* WHAT YOU HAVE TO DO *
Rewrite the rows from the one containing "Task: pick out forested" through the one containing "<point>103,24</point>", inclusive, switching "hillside" to "slope" and leaving everything else unchanged.

________________________________________

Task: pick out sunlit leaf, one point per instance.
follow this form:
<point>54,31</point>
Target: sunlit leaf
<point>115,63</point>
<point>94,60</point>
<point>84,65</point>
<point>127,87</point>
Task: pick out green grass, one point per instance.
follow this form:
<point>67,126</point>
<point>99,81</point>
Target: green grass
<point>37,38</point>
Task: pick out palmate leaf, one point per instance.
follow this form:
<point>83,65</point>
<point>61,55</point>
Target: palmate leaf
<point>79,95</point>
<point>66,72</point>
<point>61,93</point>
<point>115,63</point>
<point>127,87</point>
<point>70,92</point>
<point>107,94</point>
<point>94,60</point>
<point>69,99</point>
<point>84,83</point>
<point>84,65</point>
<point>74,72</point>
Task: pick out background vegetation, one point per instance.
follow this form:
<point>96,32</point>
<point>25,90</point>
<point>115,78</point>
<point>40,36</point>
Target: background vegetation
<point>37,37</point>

________________________________________

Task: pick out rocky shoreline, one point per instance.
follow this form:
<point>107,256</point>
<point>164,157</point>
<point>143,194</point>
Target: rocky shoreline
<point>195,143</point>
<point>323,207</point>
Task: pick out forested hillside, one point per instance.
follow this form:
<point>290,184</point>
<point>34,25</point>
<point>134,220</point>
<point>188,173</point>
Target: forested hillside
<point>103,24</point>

________________________________________

* THE RESULT *
Task: pick out forested slope, one point per instance.
follow this form:
<point>290,184</point>
<point>34,25</point>
<point>134,220</point>
<point>188,173</point>
Target: forested slope
<point>103,24</point>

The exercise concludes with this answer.